→ EXERCISE INPUT
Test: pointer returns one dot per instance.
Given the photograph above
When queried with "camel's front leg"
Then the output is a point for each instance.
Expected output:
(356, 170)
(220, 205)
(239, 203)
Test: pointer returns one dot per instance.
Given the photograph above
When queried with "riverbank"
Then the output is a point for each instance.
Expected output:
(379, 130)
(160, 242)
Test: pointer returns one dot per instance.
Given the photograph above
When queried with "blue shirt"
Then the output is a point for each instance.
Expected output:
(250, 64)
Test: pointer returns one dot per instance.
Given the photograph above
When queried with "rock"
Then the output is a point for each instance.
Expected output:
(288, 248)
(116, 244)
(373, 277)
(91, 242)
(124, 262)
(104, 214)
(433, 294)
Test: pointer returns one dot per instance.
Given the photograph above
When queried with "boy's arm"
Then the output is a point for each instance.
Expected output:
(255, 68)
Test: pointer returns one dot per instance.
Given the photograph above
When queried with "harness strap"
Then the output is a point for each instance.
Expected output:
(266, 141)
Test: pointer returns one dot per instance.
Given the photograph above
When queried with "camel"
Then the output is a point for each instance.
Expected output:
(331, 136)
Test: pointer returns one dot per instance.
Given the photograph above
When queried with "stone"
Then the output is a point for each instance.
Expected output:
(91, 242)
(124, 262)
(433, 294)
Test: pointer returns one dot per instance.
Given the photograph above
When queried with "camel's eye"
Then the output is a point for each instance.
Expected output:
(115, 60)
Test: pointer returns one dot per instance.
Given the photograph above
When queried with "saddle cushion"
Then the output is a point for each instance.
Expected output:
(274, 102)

→ ACTIVITY
For this exercise, find all lines in the records containing the word "When" and copy them.

→ WRITTEN RESPONSE
When queried with "camel's front leg"
When queried with "riverbank"
When queried with "blue shirt"
When queried with "rock"
When queried with "boy's arm"
When queried with "harness strap"
When queried with "camel"
When queried with "stone"
When queried with "camel's eye"
When queried with "saddle cushion"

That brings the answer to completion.